(Data excerpts)
※ ※ ※

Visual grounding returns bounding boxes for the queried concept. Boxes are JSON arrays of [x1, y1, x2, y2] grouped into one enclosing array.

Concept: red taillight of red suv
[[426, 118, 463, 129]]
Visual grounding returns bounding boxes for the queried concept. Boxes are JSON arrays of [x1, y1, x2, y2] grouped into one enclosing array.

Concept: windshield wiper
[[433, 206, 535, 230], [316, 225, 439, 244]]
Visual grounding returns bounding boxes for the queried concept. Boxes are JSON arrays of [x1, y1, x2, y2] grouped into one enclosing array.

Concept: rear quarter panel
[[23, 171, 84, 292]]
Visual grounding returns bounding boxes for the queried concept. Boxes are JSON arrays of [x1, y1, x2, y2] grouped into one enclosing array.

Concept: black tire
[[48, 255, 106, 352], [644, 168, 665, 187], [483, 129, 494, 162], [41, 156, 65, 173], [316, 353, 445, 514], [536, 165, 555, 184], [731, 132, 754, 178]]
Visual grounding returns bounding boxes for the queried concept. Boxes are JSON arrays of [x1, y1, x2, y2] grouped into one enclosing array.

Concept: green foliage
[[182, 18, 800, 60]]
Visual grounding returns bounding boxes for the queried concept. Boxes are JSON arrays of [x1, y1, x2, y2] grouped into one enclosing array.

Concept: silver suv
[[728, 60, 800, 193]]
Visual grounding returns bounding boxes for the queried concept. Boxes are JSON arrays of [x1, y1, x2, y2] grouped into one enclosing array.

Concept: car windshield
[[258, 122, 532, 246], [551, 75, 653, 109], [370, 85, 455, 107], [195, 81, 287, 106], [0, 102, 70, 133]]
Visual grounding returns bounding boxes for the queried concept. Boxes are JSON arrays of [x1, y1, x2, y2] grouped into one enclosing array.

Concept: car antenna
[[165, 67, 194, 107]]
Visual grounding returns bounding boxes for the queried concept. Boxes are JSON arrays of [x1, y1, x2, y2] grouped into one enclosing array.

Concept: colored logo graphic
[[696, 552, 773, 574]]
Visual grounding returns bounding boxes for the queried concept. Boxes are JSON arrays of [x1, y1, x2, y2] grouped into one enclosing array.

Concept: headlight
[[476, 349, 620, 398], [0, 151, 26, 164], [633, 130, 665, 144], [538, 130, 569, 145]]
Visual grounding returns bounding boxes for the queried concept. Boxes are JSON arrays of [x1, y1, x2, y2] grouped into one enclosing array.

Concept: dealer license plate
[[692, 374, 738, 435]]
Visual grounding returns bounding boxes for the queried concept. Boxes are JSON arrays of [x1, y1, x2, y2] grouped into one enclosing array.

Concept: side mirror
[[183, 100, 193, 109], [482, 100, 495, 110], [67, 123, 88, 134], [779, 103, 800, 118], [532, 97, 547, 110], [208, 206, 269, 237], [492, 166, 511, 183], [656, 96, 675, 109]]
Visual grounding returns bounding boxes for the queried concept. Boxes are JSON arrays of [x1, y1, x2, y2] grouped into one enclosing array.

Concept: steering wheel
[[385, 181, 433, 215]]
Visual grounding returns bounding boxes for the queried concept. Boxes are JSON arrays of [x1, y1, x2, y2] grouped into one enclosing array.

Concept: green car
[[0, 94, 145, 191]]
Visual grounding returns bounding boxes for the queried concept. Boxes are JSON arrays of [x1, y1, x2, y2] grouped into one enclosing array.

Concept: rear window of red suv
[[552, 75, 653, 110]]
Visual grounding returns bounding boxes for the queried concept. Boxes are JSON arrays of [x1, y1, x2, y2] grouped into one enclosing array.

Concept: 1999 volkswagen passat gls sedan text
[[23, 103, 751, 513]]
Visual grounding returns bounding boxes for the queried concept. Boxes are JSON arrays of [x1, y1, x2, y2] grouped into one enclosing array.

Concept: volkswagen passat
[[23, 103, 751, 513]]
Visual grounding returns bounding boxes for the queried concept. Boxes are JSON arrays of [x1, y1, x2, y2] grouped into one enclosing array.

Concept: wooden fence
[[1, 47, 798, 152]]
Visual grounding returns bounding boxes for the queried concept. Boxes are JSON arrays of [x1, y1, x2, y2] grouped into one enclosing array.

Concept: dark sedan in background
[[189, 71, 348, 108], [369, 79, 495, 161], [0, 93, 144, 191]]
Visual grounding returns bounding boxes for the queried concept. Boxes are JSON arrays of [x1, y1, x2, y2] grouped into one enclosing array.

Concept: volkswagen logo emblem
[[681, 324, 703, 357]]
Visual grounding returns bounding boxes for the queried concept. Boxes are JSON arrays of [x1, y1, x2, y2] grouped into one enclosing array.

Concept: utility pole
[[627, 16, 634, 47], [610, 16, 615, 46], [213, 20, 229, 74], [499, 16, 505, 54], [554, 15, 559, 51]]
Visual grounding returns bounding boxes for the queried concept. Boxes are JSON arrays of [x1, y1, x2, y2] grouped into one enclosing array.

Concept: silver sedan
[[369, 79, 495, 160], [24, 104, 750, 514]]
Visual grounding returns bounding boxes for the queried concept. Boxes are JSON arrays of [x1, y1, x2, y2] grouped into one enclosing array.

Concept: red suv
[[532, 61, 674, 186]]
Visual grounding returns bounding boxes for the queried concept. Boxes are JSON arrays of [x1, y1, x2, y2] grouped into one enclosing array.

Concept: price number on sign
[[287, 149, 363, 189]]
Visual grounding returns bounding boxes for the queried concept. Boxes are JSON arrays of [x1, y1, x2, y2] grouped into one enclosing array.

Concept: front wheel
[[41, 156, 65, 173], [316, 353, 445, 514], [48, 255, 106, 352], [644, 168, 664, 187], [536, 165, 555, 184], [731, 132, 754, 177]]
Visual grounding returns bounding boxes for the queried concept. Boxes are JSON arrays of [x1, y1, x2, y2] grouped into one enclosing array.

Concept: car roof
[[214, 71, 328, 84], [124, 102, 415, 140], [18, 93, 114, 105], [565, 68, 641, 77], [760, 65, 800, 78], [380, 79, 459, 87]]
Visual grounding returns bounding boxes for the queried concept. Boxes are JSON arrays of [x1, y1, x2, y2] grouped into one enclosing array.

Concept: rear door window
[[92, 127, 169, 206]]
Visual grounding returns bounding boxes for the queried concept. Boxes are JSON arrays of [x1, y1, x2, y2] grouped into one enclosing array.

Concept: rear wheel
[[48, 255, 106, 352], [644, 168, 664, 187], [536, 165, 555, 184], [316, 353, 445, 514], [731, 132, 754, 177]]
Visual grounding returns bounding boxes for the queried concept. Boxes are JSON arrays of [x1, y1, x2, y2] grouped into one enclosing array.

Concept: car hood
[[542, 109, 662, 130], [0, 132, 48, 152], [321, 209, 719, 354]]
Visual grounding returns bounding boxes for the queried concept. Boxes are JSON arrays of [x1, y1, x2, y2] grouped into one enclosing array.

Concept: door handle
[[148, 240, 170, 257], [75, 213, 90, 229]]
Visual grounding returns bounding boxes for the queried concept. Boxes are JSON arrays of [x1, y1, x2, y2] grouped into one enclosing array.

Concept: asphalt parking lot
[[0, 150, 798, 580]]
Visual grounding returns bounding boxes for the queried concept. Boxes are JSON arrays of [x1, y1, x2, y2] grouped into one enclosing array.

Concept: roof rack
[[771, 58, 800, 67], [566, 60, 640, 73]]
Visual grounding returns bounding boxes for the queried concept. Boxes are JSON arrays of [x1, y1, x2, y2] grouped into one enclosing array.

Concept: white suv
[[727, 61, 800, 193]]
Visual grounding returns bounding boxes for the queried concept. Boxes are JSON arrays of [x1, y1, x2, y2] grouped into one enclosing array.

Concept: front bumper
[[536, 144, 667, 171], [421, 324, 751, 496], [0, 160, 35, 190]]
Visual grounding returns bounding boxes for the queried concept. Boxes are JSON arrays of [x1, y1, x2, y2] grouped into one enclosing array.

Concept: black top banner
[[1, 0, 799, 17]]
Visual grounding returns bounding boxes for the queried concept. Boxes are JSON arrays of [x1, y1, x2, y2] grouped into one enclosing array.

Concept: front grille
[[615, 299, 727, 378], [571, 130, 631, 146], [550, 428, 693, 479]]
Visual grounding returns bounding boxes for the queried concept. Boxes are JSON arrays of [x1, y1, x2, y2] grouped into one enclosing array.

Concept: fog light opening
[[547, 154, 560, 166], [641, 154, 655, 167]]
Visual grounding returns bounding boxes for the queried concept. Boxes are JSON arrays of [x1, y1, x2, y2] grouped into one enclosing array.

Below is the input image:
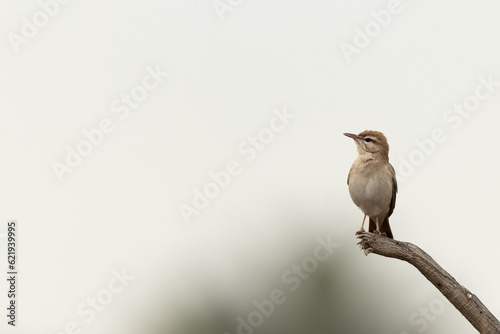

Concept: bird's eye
[[364, 138, 372, 142]]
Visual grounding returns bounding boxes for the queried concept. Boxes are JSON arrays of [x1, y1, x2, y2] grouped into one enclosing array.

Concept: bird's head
[[344, 130, 390, 159]]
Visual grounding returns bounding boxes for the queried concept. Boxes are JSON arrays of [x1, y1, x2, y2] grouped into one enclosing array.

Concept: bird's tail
[[369, 215, 394, 239]]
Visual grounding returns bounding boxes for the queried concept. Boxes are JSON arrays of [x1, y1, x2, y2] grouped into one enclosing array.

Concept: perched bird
[[344, 130, 397, 239]]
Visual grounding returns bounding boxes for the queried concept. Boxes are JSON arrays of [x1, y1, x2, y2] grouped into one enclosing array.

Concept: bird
[[344, 130, 397, 239]]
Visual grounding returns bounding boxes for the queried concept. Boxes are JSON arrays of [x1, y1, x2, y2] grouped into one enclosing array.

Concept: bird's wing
[[347, 166, 352, 185], [387, 163, 398, 217]]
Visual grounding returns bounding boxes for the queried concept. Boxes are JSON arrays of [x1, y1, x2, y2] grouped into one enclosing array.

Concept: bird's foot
[[355, 233, 374, 256], [373, 230, 387, 238], [355, 228, 365, 235]]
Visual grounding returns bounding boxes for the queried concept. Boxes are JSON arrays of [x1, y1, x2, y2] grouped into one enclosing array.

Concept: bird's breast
[[348, 160, 393, 217]]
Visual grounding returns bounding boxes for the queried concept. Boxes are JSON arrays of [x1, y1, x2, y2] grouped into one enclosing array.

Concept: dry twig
[[356, 232, 500, 334]]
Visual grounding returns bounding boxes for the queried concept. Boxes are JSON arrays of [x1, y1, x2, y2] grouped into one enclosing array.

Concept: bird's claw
[[355, 228, 365, 235], [356, 236, 373, 256], [373, 230, 389, 237]]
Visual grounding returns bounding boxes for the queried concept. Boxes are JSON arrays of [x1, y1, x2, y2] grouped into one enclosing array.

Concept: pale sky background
[[1, 1, 500, 333]]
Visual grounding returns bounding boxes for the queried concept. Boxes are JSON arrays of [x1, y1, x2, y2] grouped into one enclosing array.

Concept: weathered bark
[[356, 232, 500, 334]]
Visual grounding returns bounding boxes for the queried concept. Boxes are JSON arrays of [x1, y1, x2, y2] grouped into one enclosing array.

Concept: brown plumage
[[344, 130, 397, 239]]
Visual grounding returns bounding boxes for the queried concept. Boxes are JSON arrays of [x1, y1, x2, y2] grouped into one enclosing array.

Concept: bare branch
[[356, 232, 500, 334]]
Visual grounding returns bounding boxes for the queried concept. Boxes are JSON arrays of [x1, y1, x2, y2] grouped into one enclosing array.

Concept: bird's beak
[[343, 133, 358, 140]]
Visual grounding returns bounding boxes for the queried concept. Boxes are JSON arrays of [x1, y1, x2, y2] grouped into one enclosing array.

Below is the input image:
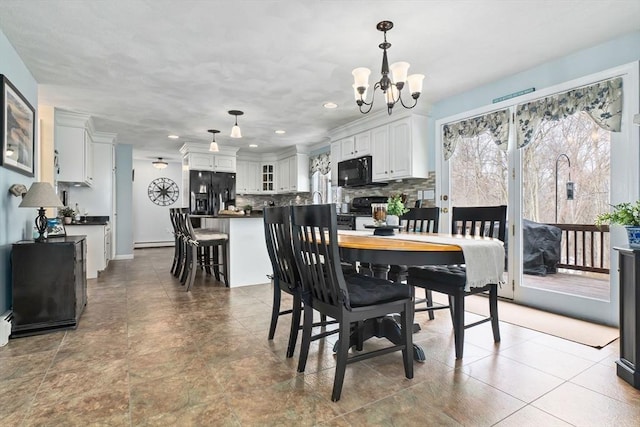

※ ※ ※

Transcribe exactly the lines running from the line with "Concept: dry twig" to the last line of the entries. Pictures stay out of the copy.

§ **OUTPUT FOR THIS EXERCISE**:
Concept: dry twig
[[356, 232, 500, 334]]
Visual grounding returns bounding boxes for the queried concept. Boxes are JSON arrays of [x1, y1, x2, y2] grouped into one enclosing array.

Concept: bird's claw
[[355, 228, 365, 235], [356, 236, 373, 256], [373, 230, 389, 237]]
Visual grounding returns bounding boxes for the queried concept. Boxes are JSON arrays of [x1, y1, x2, y2] grouped into one enclosing array.

Concept: pale sky background
[[1, 1, 500, 333]]
Visual grounding returns bounding boxes for the queried concept. Boxes are JSON arrays of [x1, y1, x2, y2] grouped into one enclosing array.

Concept: weathered bark
[[356, 232, 500, 334]]
Visual grounding returns bounding boxes for the queried concept. Boxes are JSON arrays of [x1, y1, x2, y2] grouped into one enclosing array.

Concept: brown plumage
[[344, 130, 397, 239]]
Visual grounding returns bounding boxes for the queried concept. Boxes are JSON arrays of [x1, y1, x2, y2] grouped into one enclosing array.

Concept: bare branch
[[356, 232, 500, 334]]
Visual grounding returns bounding boxes for the queried concept. Boxes are JSON arrays of [x1, y1, x2, y2] grouped into one enclosing array.

Concept: bird's beak
[[343, 133, 358, 140]]
Visual grounding returns bounding boxes for the queried concept. Boxes are JSON arrays of [x1, y1, x2, y2] grouped into one enclosing array.

Below is the input image:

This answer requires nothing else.